Could you render the stretch from the start of the rows through the line containing "an instance may be in several separate parts" as a Markdown table with the columns No. and Line, one table row per line and blank lines left out?

─── LISTED RECORDS ───

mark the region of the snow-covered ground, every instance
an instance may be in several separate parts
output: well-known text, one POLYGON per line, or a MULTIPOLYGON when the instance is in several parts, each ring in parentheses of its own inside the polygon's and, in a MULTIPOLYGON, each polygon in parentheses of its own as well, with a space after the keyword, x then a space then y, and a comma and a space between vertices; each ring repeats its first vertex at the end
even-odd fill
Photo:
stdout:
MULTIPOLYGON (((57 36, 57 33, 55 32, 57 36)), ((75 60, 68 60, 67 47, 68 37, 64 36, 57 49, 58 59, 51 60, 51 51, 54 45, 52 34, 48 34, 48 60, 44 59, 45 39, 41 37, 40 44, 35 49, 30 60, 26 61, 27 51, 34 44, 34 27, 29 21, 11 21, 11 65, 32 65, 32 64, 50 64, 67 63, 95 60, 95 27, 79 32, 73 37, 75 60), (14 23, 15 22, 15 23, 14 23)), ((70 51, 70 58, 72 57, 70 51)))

───

**RESULT OF THE EXERCISE**:
| No. | Line |
|---|---|
| 1 | mark the region of the snow-covered ground, every instance |
| 2 | an instance may be in several separate parts |